YOUR TASK =>
Write out again only the lines running from the one that contains "point: the body" to the end of the records below, including both the first and the last.

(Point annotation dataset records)
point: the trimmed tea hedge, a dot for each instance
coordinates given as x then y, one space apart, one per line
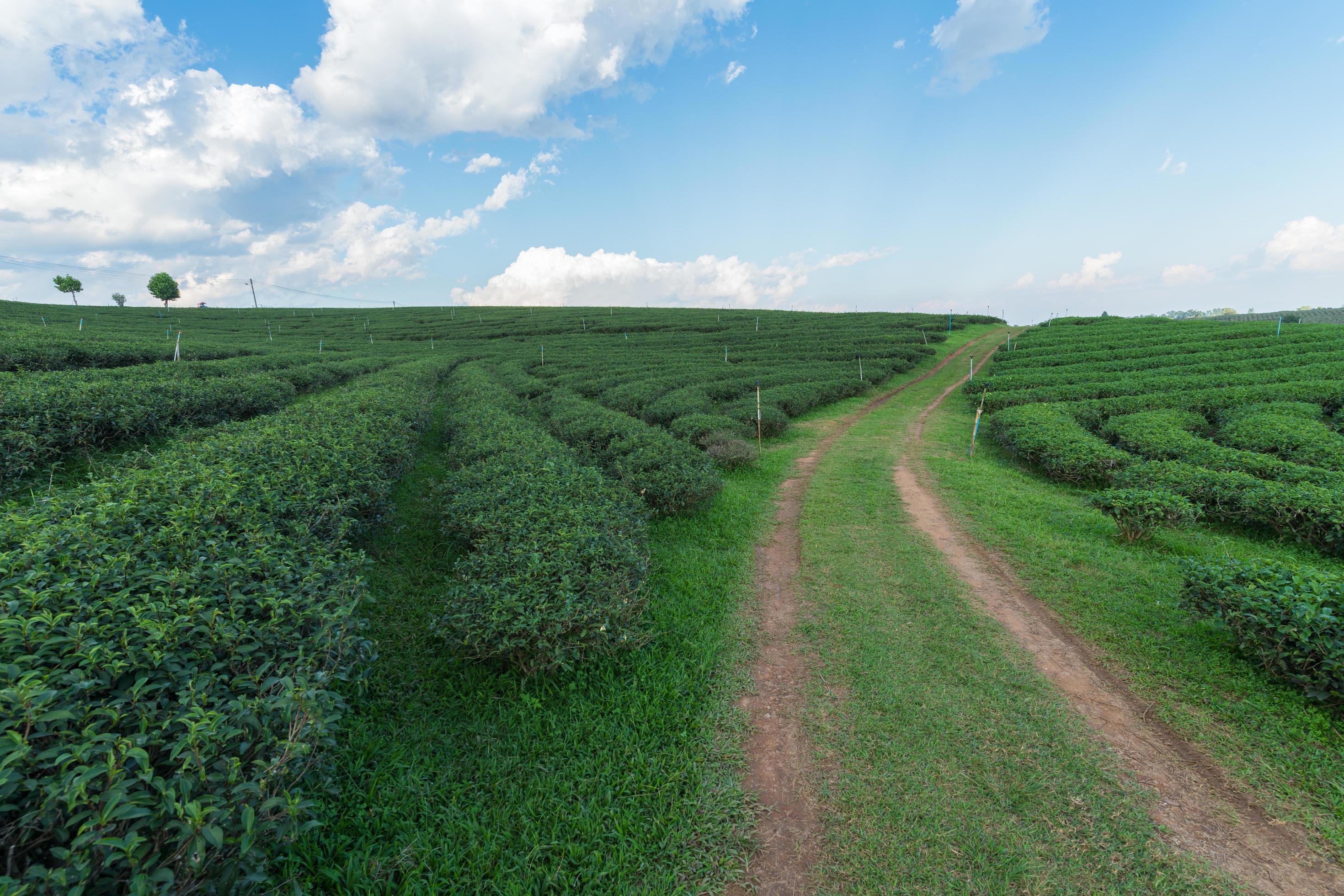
1289 620
667 473
557 553
172 640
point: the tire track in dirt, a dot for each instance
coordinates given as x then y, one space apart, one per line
1197 806
777 752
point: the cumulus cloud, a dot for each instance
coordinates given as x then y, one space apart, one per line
116 147
1168 168
483 163
550 276
1094 272
359 242
424 69
1186 274
1308 244
981 30
165 162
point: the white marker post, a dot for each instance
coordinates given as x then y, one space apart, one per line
758 420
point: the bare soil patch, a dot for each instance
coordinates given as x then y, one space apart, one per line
777 753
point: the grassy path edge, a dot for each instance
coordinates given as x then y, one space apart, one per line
1195 801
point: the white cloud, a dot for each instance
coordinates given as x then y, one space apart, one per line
483 163
511 187
165 162
1167 167
116 147
361 242
1186 274
850 260
1093 273
1308 244
981 30
550 276
424 69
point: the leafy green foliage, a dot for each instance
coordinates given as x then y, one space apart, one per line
1292 430
163 288
1299 511
45 416
1229 416
667 473
68 285
728 449
1139 512
1287 619
172 640
1047 437
555 551
695 426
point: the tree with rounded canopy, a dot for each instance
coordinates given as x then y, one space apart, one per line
163 288
68 285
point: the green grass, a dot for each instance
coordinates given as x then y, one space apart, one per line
945 763
1123 598
621 778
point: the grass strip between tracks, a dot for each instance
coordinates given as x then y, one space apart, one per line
945 762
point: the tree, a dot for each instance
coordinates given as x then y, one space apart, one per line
163 288
68 285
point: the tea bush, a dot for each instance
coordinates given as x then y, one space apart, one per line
557 554
1285 619
172 644
1139 512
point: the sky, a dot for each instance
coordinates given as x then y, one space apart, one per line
939 155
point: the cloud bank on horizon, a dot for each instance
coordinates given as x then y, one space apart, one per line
125 145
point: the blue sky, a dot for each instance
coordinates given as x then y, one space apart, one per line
1125 158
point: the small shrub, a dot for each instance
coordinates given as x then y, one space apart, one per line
1139 512
1287 619
773 421
728 449
693 427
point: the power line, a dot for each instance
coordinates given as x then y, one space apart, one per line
135 276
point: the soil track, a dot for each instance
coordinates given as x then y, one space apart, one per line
777 752
1197 806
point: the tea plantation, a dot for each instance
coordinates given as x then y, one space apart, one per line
183 547
1237 425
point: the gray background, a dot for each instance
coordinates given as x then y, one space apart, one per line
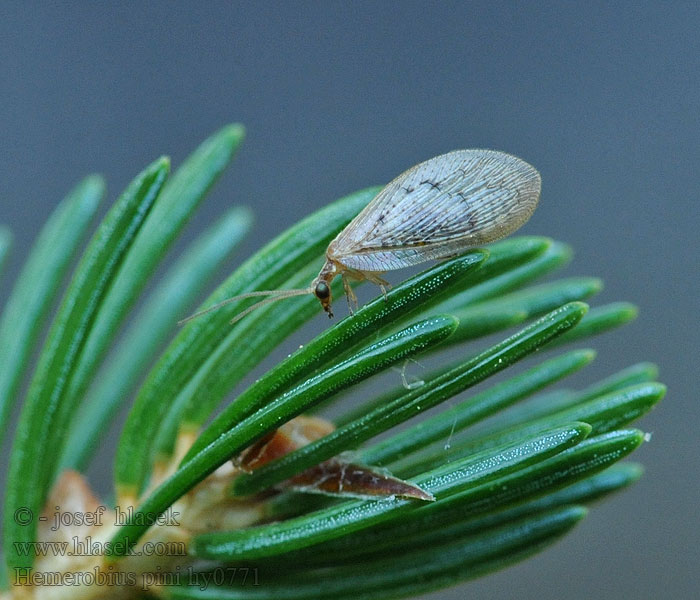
603 98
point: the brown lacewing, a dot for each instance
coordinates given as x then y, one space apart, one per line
435 210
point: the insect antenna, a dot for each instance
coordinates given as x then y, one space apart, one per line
277 295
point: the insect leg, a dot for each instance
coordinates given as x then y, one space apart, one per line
349 294
383 284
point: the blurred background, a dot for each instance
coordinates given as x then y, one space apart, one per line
603 98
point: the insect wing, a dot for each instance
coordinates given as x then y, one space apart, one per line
439 208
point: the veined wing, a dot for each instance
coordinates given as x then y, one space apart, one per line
439 208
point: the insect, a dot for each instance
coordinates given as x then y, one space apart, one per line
435 210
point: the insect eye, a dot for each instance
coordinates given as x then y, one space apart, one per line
322 290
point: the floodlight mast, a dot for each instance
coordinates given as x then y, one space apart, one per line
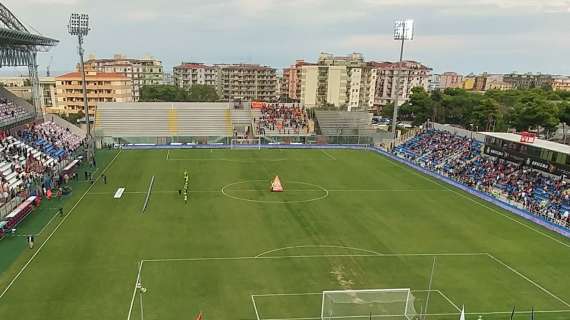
403 30
79 26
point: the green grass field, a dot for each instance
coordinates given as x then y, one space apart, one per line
347 220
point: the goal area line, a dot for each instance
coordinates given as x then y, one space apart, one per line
439 291
256 304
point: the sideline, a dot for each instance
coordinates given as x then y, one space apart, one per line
56 228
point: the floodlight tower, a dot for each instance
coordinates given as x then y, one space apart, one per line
403 31
79 26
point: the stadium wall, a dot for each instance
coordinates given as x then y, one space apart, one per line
483 196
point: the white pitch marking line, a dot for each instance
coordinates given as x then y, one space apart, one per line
255 308
56 228
135 290
318 246
314 256
311 294
508 216
448 300
328 154
429 314
543 289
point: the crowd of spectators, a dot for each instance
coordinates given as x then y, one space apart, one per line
281 118
10 110
58 136
26 170
461 159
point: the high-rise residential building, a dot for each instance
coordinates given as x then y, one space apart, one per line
480 82
292 80
142 72
495 82
101 87
343 81
247 82
188 74
528 80
411 74
561 83
434 82
352 82
450 80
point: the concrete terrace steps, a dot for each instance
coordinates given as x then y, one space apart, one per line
163 119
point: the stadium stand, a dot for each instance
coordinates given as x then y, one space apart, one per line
31 163
158 119
344 123
279 119
461 159
13 109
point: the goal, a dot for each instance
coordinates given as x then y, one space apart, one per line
390 304
244 143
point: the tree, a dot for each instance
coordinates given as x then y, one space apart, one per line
420 106
202 93
564 116
534 111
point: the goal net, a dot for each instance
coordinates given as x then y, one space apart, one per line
389 304
254 143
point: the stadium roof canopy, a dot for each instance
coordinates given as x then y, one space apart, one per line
539 143
17 43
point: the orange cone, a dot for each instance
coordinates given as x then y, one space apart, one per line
276 185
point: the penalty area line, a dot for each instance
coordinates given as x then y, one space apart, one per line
17 276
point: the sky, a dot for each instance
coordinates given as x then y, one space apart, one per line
495 36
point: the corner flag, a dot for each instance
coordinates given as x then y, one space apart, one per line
276 185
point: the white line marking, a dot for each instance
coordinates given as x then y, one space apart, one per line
448 300
255 308
315 256
318 246
56 228
429 314
529 280
509 216
135 289
328 154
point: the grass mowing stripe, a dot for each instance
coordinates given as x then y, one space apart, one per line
543 289
148 194
56 228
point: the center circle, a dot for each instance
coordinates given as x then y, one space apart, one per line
257 190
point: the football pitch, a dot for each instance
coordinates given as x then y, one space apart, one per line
347 220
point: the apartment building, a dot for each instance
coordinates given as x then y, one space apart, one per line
142 72
411 74
247 82
561 84
338 81
450 80
352 82
528 80
292 80
101 87
188 74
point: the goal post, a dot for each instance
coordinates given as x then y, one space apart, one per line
244 143
389 304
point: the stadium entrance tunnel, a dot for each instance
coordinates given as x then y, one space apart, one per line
260 191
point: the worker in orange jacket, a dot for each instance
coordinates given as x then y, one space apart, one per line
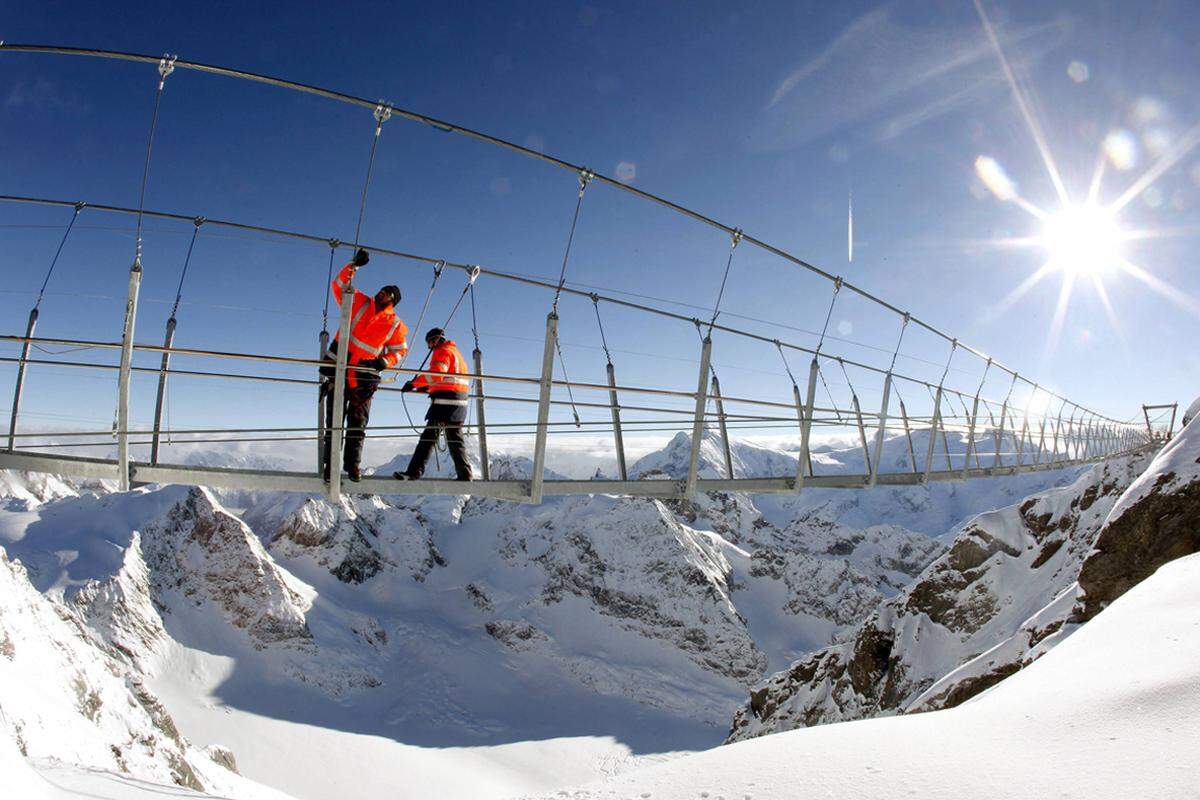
378 340
448 407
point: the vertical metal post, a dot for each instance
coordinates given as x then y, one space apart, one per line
862 435
971 423
999 434
337 428
725 429
935 421
547 378
21 378
168 340
484 464
618 435
697 425
907 434
804 463
874 463
123 380
322 354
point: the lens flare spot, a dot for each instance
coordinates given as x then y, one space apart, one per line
994 176
1121 149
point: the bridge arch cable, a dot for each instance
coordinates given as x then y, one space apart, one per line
450 127
382 113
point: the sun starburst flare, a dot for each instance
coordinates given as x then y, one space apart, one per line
1085 241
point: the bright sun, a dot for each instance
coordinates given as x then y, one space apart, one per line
1083 240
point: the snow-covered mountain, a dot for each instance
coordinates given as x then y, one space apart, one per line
431 621
1110 714
1002 569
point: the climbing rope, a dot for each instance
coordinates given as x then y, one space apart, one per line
54 260
586 176
187 260
735 238
166 66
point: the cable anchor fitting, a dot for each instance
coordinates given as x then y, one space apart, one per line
166 66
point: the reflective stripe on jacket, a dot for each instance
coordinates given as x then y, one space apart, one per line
449 364
373 334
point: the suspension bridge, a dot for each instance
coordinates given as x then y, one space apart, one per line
1025 428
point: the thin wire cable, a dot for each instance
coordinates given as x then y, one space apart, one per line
604 340
586 176
54 260
187 259
382 114
329 284
166 66
729 263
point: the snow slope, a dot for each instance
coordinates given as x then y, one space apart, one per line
1114 713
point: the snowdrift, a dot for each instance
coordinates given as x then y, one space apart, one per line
1113 713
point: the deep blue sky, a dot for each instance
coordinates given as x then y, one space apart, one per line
763 116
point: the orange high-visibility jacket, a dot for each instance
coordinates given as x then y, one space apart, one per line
447 359
373 332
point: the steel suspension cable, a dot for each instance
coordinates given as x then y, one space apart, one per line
586 176
187 260
166 66
729 263
329 284
54 260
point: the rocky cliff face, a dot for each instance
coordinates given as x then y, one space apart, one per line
65 695
1002 569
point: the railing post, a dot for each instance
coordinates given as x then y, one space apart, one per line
168 340
804 463
907 433
862 435
725 429
123 380
935 421
546 385
999 434
617 433
697 425
971 426
21 378
484 465
337 427
322 432
882 429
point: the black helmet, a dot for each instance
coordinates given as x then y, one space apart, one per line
394 290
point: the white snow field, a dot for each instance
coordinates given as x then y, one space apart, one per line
1113 713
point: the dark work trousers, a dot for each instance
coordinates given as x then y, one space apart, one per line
448 416
357 409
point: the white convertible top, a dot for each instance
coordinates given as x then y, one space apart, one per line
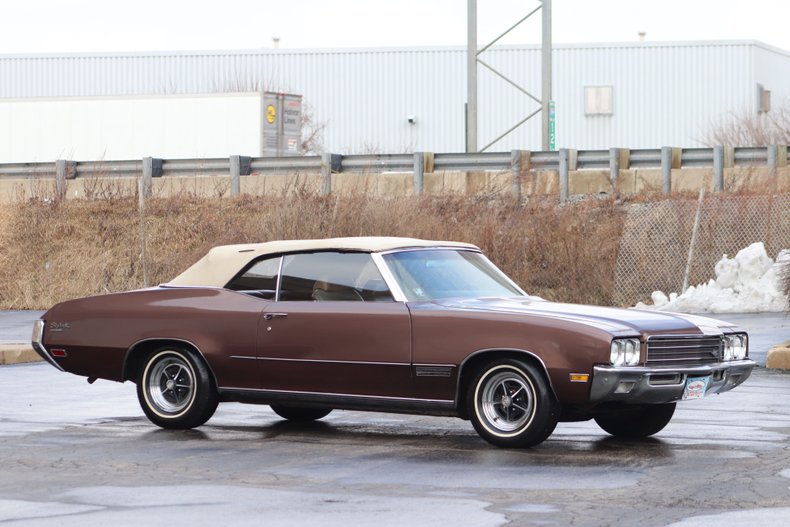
223 262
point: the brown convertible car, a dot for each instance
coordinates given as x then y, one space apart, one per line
391 325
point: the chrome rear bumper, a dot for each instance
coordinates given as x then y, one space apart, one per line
37 341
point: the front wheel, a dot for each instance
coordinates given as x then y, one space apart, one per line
300 414
175 389
636 422
511 404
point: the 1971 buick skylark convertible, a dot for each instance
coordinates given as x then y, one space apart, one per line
390 325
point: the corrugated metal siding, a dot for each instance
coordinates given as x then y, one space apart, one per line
664 94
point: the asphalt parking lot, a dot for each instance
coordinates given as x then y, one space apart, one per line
73 453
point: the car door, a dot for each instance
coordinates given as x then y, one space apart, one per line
335 329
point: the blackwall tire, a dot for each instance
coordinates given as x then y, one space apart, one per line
300 414
175 388
636 422
511 404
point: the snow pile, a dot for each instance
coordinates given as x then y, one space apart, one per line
748 283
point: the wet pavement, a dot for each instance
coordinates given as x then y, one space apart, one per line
73 453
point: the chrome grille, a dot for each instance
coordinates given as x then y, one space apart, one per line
671 350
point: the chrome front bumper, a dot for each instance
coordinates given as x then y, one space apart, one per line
663 385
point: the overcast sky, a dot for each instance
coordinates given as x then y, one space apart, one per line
34 26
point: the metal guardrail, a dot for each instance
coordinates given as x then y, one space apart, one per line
516 162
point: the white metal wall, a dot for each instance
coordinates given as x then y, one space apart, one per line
664 94
117 128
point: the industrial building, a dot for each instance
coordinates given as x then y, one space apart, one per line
631 95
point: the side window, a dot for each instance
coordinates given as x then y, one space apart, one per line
332 276
259 280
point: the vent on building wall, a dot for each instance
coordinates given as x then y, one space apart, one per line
763 99
598 100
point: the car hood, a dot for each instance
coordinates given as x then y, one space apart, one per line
613 320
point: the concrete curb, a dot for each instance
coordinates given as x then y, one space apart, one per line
17 354
779 357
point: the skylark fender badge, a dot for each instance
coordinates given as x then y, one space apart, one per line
59 326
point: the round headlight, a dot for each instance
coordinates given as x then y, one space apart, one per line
617 355
632 352
729 348
739 347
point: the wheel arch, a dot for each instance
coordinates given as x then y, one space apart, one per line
472 363
133 361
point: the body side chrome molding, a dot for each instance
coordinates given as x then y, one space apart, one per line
327 361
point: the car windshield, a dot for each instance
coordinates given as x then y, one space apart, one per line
444 273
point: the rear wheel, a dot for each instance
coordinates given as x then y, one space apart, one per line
297 413
175 388
511 404
636 422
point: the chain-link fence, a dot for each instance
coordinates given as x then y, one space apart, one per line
656 250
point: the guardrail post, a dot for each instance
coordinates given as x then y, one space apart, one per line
619 159
519 163
718 168
152 167
329 163
670 158
564 174
239 166
64 170
419 172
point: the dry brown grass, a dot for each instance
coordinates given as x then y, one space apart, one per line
67 249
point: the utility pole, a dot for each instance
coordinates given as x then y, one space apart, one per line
471 76
546 74
473 59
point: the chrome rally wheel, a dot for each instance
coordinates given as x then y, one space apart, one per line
171 384
511 404
507 402
176 388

WRITTEN SOLUTION =>
point: the body side chrome molding, a dot for each instance
coordinates given as x then y, one space apart, one per line
327 361
point: the car windshield, a dot for each instance
coordinates given as x then y, one space apart, one per line
444 273
point: the rear wheel, a dot for each instance
coordinates given as x then y, one space apart, one per line
297 413
175 388
511 404
636 422
point: the chain-link fence, a dot for each instance
coordinates given as x then y, one space apart, one per line
656 250
point: the guardrail post, a dot for each instance
coordinates given as x then y, one space apart, one per line
619 159
519 163
718 168
152 167
329 163
670 158
564 174
239 166
64 170
419 172
point: the dry brown grass, a dot for each instance
coordinates given as x then y, one space apart, one per line
67 249
point: the utility pole, a dot for each instance
coordinates given as x then y, one space apart, one per line
471 76
546 74
473 59
point: the chrome rally wheel, a dot for each instance
coordinates given as x then y, one space apart, one per line
171 384
511 404
507 402
176 388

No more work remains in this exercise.